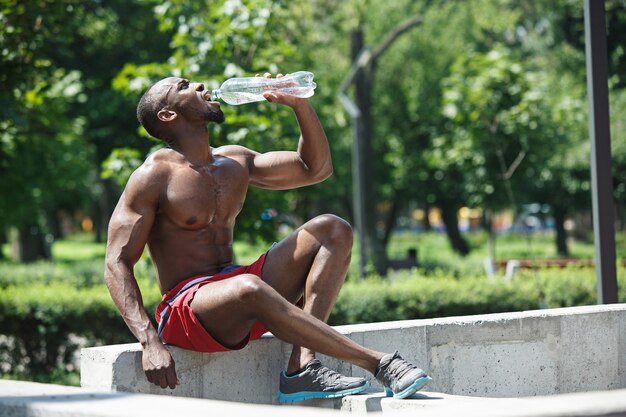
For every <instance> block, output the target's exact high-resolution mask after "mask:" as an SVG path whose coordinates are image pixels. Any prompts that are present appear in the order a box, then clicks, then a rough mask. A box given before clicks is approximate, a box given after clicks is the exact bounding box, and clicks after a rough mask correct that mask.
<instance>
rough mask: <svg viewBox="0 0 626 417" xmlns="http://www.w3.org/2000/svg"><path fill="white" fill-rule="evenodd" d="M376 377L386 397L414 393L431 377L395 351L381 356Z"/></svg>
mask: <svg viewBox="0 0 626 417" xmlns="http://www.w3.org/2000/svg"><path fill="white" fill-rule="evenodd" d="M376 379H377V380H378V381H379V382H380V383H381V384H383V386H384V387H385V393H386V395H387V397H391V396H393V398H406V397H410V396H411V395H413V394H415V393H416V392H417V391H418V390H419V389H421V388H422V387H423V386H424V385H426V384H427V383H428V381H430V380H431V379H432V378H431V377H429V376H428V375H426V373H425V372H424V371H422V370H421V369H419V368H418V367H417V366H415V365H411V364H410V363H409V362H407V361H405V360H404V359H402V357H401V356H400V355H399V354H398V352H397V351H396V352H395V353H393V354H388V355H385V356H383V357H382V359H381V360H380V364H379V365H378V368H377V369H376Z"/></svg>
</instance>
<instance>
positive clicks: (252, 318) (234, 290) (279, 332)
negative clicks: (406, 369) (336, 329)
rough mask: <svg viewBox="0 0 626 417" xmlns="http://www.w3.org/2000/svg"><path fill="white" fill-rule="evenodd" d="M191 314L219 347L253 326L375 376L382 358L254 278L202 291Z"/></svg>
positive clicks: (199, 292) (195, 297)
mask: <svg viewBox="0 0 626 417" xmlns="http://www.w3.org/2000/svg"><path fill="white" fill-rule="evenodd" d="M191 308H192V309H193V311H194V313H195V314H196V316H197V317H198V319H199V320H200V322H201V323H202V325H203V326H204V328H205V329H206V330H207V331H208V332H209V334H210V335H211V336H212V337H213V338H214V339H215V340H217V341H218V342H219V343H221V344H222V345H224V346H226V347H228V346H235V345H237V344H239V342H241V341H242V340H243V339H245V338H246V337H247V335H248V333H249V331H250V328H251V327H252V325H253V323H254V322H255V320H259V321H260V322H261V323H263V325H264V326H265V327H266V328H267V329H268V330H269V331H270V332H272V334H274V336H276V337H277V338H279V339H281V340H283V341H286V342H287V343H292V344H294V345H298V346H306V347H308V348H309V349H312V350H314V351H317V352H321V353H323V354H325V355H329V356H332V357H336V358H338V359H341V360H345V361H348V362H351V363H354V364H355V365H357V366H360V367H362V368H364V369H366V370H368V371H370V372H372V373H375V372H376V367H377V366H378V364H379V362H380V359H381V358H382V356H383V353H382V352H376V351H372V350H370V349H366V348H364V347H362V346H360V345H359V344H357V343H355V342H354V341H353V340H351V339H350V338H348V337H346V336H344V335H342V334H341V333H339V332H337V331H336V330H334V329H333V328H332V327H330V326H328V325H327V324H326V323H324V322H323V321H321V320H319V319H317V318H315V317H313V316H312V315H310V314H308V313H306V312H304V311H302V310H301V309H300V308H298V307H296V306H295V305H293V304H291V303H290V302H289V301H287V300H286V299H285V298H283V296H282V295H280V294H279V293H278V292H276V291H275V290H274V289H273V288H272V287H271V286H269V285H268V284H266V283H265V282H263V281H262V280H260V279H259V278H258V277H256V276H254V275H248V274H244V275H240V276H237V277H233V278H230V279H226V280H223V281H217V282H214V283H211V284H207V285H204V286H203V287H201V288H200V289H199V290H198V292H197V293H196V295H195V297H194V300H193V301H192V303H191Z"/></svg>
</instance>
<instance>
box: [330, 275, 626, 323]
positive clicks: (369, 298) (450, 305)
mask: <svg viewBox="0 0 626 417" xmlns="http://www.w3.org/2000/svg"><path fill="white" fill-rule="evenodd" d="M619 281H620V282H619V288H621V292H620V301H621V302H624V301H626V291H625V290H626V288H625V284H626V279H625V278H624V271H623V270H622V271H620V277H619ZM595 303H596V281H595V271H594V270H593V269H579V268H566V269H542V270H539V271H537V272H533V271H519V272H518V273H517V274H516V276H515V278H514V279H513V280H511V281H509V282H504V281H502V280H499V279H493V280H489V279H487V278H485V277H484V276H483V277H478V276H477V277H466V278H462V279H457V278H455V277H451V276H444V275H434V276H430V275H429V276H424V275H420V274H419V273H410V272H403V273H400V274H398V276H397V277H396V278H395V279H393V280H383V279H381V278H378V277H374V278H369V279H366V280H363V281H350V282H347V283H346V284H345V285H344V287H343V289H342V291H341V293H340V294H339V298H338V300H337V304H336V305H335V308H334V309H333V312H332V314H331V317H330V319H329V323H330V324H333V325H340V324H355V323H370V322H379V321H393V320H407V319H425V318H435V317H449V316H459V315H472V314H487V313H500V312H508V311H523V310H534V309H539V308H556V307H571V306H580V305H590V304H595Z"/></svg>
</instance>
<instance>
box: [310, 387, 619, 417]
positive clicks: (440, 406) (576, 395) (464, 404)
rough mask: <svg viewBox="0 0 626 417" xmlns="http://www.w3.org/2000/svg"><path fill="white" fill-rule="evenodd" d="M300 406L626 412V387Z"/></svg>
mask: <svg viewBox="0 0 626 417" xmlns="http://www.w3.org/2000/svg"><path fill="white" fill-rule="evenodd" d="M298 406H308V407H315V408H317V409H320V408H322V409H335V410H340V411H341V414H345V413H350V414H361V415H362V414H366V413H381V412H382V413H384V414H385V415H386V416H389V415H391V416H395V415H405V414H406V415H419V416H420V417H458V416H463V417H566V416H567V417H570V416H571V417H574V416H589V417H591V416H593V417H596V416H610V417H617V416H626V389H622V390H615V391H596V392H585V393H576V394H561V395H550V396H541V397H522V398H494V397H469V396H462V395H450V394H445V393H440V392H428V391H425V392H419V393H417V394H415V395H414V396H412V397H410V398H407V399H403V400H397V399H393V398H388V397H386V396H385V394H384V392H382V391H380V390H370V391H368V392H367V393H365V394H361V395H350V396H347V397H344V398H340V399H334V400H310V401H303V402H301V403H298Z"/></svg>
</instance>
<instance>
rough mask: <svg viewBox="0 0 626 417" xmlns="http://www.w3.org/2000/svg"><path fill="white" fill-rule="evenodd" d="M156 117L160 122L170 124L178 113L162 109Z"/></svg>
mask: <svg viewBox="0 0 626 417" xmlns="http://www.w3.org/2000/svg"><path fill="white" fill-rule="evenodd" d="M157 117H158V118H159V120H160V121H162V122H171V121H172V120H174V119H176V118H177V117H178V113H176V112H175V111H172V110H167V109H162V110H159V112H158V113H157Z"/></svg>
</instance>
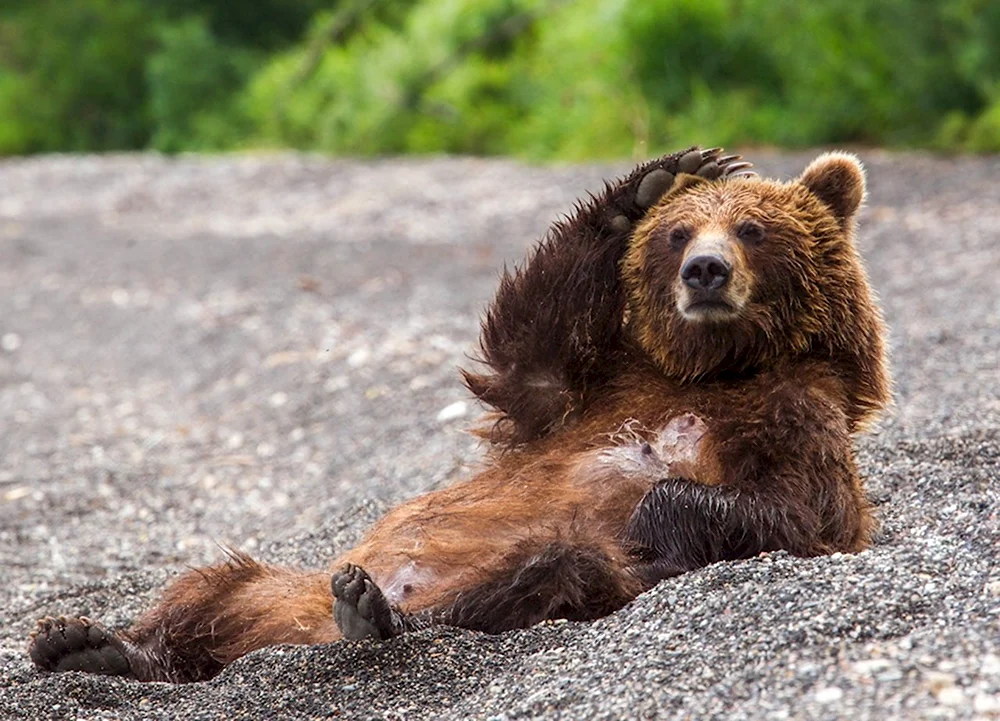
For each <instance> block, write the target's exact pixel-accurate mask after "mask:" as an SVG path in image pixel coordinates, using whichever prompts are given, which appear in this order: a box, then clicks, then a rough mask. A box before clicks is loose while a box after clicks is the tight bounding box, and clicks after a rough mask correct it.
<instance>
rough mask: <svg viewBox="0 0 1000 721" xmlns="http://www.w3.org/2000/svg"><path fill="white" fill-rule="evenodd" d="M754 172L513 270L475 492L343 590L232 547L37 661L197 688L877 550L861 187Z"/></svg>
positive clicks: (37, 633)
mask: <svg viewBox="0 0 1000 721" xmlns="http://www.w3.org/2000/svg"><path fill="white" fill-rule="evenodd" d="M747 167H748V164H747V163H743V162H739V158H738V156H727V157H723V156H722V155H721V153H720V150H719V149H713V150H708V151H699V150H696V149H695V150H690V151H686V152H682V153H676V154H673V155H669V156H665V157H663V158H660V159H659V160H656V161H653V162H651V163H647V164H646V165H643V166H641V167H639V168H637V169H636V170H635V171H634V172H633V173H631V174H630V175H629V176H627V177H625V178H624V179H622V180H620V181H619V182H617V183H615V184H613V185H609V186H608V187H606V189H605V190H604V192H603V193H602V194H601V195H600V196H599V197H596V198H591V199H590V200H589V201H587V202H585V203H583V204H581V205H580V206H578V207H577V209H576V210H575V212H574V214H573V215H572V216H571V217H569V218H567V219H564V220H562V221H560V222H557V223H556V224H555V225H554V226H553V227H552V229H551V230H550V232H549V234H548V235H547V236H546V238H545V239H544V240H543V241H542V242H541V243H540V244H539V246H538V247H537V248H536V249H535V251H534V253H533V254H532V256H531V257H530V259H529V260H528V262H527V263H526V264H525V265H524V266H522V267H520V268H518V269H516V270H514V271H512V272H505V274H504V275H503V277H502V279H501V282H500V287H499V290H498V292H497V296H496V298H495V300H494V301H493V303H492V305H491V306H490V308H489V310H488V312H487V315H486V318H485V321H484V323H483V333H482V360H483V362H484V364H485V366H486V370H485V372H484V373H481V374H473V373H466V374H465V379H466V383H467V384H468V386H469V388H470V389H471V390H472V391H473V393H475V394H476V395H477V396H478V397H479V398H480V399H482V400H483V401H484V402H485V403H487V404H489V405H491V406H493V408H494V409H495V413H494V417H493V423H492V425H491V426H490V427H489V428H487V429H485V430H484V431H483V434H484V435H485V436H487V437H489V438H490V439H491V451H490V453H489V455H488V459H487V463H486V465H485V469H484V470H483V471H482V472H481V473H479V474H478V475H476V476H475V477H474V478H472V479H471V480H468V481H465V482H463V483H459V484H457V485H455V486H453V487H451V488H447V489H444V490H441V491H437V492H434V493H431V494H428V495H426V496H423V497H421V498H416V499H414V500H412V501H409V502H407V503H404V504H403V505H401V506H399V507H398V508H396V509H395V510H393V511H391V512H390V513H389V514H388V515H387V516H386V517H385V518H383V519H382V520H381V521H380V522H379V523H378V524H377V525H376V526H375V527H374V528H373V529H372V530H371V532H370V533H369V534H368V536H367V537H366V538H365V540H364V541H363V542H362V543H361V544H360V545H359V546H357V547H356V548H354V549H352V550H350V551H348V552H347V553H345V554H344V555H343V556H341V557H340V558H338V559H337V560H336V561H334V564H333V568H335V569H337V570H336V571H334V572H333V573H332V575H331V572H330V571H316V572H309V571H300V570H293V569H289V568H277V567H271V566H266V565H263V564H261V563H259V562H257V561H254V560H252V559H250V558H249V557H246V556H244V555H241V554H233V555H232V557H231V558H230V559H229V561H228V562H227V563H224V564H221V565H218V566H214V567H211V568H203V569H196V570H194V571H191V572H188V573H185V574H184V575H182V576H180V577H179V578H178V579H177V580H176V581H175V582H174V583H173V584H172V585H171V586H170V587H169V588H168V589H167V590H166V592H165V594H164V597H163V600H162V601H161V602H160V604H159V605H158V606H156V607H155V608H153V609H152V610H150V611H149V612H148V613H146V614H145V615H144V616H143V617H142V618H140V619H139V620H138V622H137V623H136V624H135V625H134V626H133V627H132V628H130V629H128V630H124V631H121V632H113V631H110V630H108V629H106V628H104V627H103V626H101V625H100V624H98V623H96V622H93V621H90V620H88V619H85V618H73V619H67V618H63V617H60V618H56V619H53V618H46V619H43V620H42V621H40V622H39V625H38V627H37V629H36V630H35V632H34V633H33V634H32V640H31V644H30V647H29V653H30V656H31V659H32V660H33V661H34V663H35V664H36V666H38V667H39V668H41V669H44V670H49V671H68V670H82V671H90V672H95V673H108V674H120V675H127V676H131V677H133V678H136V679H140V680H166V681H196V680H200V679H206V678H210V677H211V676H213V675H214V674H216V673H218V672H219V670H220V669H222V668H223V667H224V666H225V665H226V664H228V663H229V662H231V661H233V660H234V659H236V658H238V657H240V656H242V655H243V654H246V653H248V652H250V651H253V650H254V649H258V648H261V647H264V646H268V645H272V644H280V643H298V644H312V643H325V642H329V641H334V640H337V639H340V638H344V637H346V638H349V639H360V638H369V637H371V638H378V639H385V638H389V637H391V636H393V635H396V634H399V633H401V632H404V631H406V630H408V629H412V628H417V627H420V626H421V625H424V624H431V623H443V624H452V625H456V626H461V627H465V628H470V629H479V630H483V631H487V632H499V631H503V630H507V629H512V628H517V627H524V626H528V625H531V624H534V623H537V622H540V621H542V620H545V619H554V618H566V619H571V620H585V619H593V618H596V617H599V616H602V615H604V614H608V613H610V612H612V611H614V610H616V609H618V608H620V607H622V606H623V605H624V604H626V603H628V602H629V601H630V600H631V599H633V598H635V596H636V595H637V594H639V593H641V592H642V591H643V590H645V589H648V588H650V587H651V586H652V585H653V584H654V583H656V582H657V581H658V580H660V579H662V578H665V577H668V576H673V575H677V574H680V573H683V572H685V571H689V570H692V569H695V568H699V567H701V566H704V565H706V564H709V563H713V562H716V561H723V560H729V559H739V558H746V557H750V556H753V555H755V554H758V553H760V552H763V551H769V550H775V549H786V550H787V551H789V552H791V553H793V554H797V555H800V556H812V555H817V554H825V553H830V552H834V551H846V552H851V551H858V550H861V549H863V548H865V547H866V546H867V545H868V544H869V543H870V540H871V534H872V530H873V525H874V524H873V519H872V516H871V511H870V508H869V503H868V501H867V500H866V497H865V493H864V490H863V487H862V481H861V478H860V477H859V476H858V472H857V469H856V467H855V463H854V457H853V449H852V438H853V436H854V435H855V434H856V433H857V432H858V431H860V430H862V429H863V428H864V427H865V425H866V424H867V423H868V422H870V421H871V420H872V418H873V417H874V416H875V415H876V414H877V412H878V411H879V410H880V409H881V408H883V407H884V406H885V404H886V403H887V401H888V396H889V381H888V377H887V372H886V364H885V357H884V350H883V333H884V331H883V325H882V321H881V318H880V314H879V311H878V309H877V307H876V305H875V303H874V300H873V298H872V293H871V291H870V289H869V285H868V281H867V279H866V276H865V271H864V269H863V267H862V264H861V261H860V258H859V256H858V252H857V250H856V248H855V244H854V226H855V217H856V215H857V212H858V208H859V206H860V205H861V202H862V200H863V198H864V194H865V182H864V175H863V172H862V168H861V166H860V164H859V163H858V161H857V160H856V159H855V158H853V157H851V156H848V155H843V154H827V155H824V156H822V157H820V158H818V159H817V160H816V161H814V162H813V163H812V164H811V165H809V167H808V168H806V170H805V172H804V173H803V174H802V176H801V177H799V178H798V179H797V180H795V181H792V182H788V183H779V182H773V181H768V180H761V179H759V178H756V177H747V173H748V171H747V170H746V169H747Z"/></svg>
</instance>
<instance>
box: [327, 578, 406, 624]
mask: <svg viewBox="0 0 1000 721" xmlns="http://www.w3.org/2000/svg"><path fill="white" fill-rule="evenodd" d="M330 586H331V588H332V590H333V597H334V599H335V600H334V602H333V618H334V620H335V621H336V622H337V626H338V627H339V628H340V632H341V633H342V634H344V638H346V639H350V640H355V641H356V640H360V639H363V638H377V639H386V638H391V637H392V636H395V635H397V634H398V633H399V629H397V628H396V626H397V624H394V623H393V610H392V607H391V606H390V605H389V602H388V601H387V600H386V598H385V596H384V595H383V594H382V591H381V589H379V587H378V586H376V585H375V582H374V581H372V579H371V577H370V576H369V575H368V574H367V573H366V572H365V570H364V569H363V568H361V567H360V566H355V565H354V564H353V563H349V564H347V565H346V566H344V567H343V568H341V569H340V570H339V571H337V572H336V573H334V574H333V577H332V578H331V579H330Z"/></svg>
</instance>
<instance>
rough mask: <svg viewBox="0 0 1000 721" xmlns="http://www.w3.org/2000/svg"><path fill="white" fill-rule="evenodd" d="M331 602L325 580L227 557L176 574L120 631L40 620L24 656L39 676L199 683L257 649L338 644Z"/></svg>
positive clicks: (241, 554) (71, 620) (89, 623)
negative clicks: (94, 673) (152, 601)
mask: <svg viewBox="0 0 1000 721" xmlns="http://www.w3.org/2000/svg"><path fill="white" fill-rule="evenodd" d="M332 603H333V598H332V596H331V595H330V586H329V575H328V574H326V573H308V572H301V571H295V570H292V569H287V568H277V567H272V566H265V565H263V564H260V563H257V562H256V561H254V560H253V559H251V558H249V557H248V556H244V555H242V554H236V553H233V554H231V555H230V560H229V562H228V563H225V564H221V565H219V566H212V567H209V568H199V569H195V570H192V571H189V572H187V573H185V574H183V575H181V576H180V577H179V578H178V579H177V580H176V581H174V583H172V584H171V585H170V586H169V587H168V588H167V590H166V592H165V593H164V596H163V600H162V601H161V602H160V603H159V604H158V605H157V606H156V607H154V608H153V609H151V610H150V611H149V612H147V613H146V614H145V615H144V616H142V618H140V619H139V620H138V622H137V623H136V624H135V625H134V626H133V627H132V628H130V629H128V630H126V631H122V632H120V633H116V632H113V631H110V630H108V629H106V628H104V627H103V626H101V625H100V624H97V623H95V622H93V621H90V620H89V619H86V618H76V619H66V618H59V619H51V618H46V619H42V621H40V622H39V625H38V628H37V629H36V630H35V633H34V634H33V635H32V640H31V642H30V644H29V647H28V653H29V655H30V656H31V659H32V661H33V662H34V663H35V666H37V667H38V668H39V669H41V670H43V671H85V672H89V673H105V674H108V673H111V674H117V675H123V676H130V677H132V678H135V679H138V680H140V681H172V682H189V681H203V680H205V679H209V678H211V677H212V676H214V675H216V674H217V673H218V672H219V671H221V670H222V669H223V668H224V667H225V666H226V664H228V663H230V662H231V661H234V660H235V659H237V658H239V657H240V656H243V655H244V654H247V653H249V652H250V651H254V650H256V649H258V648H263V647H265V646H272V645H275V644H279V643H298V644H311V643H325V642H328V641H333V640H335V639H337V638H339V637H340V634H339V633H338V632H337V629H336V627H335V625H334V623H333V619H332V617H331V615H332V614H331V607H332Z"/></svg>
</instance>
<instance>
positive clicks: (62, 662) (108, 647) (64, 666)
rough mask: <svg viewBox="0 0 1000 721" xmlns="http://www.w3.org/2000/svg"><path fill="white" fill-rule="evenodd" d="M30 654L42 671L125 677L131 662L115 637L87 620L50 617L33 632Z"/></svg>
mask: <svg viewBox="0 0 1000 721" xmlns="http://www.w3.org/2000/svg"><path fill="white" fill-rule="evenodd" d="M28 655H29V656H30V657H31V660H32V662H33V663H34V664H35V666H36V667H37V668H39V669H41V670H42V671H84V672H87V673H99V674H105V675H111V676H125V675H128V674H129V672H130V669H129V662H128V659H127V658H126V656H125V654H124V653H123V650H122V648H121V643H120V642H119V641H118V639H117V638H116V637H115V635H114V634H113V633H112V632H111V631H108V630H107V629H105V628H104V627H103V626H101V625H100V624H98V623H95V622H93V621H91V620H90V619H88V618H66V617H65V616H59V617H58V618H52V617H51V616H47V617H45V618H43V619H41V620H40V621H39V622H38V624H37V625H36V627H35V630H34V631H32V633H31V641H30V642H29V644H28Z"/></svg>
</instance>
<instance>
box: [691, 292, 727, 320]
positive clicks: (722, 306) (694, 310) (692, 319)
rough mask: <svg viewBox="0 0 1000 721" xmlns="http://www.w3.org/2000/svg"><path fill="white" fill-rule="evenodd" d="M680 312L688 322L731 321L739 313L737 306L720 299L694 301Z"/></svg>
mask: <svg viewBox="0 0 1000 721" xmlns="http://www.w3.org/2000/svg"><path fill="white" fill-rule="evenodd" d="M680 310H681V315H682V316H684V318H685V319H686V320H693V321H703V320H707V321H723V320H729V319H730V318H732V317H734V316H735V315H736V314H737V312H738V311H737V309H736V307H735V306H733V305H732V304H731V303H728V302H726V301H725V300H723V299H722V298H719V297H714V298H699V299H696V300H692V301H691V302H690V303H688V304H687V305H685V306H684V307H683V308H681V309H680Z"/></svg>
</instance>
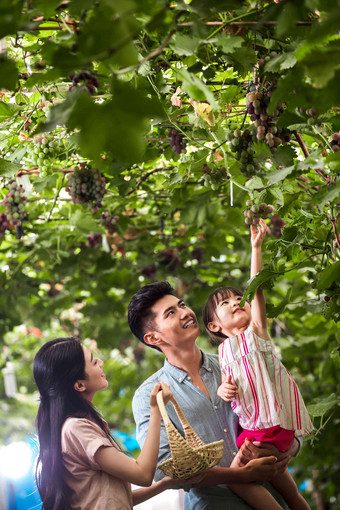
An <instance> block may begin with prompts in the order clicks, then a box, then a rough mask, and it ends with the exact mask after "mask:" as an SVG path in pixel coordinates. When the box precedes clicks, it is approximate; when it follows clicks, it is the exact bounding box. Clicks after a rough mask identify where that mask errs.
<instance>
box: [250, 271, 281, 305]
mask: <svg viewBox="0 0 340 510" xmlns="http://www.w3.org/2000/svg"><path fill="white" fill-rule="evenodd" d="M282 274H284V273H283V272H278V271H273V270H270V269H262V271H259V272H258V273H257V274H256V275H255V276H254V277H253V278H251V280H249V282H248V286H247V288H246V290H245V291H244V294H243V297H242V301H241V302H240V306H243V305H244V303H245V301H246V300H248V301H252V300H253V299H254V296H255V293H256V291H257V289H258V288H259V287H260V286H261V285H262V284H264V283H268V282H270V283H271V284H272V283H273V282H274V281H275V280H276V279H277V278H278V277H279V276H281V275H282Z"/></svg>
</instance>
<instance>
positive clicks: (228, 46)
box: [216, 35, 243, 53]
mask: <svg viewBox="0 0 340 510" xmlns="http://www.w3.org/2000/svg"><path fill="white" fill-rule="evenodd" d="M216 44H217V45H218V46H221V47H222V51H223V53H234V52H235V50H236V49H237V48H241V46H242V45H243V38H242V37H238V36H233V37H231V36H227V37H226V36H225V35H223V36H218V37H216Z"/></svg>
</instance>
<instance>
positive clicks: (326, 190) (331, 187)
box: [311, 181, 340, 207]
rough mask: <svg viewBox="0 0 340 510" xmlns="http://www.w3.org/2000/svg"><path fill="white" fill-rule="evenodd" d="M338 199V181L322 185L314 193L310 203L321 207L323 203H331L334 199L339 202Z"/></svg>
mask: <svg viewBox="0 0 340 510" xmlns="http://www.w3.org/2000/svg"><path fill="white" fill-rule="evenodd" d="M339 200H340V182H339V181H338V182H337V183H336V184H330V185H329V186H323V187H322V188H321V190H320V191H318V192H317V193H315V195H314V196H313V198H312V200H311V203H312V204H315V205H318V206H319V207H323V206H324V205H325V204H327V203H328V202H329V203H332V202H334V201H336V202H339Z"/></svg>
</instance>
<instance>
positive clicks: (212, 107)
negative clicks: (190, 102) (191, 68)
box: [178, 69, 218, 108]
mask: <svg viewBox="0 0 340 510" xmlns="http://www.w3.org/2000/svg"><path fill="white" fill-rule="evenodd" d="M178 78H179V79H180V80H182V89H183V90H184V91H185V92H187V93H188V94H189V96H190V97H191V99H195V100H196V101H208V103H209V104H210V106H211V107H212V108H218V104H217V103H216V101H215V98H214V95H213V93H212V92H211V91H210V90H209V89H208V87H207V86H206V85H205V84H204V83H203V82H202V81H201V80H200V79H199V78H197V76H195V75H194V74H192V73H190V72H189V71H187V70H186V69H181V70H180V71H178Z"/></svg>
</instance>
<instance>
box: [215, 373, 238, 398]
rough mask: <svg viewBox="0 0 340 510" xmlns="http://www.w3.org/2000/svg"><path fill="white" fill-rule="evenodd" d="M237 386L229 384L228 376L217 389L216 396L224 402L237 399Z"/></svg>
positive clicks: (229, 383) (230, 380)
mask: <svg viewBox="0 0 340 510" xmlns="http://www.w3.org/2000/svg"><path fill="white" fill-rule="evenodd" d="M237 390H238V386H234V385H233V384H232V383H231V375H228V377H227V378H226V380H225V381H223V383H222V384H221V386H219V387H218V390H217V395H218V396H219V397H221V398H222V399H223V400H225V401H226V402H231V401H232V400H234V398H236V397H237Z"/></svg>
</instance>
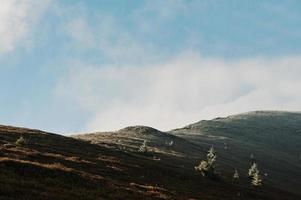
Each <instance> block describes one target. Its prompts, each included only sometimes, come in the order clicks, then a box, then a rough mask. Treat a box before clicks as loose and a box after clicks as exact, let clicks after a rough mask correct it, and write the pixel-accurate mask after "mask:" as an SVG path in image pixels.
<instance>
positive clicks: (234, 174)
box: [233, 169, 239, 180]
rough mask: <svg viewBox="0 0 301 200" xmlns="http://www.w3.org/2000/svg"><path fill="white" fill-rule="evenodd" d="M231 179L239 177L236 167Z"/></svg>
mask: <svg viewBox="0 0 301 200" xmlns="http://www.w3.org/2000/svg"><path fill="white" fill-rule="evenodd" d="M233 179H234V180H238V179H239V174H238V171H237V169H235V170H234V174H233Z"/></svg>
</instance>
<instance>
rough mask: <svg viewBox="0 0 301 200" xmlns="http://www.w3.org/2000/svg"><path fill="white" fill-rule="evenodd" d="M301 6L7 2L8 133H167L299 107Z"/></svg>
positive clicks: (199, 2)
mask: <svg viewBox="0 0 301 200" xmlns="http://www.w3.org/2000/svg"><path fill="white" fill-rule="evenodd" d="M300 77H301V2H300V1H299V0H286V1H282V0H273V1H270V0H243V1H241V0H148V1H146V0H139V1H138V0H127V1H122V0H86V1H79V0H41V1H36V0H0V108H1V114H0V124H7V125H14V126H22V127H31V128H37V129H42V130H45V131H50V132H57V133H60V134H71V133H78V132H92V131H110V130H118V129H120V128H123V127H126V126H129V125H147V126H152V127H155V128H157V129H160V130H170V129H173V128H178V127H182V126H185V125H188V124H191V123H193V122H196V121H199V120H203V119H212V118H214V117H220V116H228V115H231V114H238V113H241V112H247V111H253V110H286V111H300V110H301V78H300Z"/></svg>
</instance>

▬▬▬▬▬▬

→ **TASK TO CARRY OUT**
The reply should hold only the lines from the first line of the records above through the line containing "314L219 347L253 326L375", copied exactly and without pictures.

→ **RESPONSE AREA**
For every <instance> block, output the target's exact high-resolution mask after "mask:" as an SVG path whose coordinates are image pixels. Any prompts that are present appear in the order a box, then clicks, then a rough mask. A box given before clicks is approximate, a box given after clicks is the exact bounding box, and clicks after a rough mask correct that mask.
<instance>
rough mask: <svg viewBox="0 0 626 417" xmlns="http://www.w3.org/2000/svg"><path fill="white" fill-rule="evenodd" d="M376 377L386 397L414 393L431 377L395 351L381 356Z"/></svg>
mask: <svg viewBox="0 0 626 417" xmlns="http://www.w3.org/2000/svg"><path fill="white" fill-rule="evenodd" d="M376 379H377V380H378V381H379V382H380V383H381V384H383V386H384V387H385V393H386V395H387V397H391V396H393V398H406V397H410V396H411V395H413V394H415V393H416V392H417V391H418V390H419V389H421V388H422V387H423V386H424V385H426V384H427V383H428V381H430V380H431V379H432V378H431V377H429V376H428V375H426V373H425V372H424V371H422V370H421V369H419V368H418V367H417V366H415V365H411V364H410V363H409V362H407V361H405V360H404V359H402V357H401V356H400V355H399V354H398V352H397V351H396V352H395V353H393V354H388V355H385V356H383V357H382V359H381V360H380V364H379V365H378V368H377V369H376Z"/></svg>
</instance>
<instance>
positive clicks: (252, 318) (234, 290) (279, 332)
negative clicks: (406, 369) (336, 329)
rough mask: <svg viewBox="0 0 626 417" xmlns="http://www.w3.org/2000/svg"><path fill="white" fill-rule="evenodd" d="M191 314L219 347L253 326L375 376L382 358L254 278L202 291Z"/></svg>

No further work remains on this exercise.